==== Input records ====

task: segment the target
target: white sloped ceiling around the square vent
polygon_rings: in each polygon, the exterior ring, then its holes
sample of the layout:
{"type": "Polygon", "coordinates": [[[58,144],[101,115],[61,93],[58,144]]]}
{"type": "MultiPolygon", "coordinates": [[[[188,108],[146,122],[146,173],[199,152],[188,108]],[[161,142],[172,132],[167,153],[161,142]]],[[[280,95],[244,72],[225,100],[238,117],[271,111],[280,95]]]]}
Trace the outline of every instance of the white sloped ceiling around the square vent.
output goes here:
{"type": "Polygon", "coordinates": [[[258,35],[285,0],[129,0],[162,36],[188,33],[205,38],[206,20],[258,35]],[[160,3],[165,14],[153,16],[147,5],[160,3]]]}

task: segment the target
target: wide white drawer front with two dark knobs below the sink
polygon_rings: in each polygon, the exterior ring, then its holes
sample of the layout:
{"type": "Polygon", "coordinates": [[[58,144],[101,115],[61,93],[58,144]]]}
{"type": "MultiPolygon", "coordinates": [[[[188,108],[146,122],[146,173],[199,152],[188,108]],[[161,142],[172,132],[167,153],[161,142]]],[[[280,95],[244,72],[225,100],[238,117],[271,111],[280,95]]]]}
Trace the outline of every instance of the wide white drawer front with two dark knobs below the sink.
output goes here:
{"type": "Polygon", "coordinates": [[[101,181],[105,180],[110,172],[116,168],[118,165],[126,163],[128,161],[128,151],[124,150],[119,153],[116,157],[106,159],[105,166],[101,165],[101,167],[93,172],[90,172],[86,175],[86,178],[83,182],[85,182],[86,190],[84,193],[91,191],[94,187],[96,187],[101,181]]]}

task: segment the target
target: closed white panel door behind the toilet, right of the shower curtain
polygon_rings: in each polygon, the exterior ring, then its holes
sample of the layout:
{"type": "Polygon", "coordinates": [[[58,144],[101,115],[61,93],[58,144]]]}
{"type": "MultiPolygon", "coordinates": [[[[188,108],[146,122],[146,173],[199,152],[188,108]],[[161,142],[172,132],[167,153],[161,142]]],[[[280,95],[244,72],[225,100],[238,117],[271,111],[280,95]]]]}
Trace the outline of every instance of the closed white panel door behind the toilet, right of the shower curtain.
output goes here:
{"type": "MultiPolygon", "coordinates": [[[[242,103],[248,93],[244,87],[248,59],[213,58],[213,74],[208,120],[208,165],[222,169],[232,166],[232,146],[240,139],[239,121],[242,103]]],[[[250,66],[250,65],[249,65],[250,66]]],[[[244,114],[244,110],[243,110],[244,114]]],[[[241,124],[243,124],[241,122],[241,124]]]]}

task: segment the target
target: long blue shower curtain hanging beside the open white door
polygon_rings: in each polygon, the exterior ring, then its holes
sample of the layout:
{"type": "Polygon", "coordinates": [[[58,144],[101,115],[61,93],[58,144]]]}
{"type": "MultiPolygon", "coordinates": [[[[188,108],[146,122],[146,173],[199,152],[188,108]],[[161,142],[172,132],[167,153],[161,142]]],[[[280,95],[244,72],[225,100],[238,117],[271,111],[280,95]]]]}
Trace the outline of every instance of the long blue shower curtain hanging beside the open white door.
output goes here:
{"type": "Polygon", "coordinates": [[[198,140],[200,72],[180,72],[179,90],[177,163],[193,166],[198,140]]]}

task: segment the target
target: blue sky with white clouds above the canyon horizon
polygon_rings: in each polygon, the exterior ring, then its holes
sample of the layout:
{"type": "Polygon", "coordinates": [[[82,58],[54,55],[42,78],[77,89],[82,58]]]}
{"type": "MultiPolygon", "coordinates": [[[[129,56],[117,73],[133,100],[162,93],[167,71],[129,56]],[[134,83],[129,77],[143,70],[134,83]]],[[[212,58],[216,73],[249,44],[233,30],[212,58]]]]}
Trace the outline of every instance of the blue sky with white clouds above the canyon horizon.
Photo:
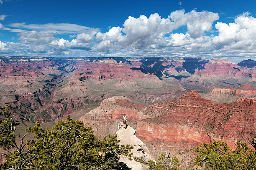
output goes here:
{"type": "Polygon", "coordinates": [[[256,1],[0,0],[0,56],[256,60],[256,1]]]}

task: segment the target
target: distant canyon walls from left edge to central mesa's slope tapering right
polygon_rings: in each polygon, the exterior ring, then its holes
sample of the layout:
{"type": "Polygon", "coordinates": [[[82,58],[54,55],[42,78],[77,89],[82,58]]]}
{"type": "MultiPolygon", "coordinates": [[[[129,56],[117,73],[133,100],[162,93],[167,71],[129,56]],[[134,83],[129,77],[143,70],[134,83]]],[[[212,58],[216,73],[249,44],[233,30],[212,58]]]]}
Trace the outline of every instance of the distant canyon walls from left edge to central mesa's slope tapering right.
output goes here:
{"type": "Polygon", "coordinates": [[[185,89],[113,59],[5,57],[0,65],[0,104],[15,119],[57,121],[106,97],[127,95],[139,103],[182,96],[185,89]]]}

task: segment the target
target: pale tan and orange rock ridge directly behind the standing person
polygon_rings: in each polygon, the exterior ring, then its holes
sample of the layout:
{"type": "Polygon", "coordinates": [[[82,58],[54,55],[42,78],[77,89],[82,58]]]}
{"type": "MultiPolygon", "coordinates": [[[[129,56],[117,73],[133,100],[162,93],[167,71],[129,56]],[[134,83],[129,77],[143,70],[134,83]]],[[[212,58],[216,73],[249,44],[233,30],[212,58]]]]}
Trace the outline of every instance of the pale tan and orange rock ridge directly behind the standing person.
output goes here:
{"type": "Polygon", "coordinates": [[[129,115],[129,125],[136,129],[136,122],[143,118],[143,110],[146,106],[132,104],[127,97],[113,96],[102,100],[100,106],[83,115],[79,120],[84,122],[85,126],[93,127],[95,135],[103,138],[107,134],[114,135],[117,130],[117,124],[123,118],[123,114],[129,115]],[[131,122],[132,121],[132,122],[131,122]]]}

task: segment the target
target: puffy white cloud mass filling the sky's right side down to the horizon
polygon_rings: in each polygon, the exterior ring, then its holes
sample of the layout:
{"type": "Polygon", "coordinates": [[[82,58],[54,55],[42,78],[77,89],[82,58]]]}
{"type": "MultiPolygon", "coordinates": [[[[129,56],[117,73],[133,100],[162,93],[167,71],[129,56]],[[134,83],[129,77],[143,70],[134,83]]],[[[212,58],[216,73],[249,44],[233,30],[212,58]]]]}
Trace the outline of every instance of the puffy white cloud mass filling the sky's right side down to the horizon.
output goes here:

====

◆ Assigned task: From the entries, copy every line in which the string "distant" can be found.

◆ Output of the exercise:
target: distant canyon walls from left edge to central mesa's slope tapering right
Trace the outline of every instance of the distant canyon walls from left edge to central mesa's slope tapering right.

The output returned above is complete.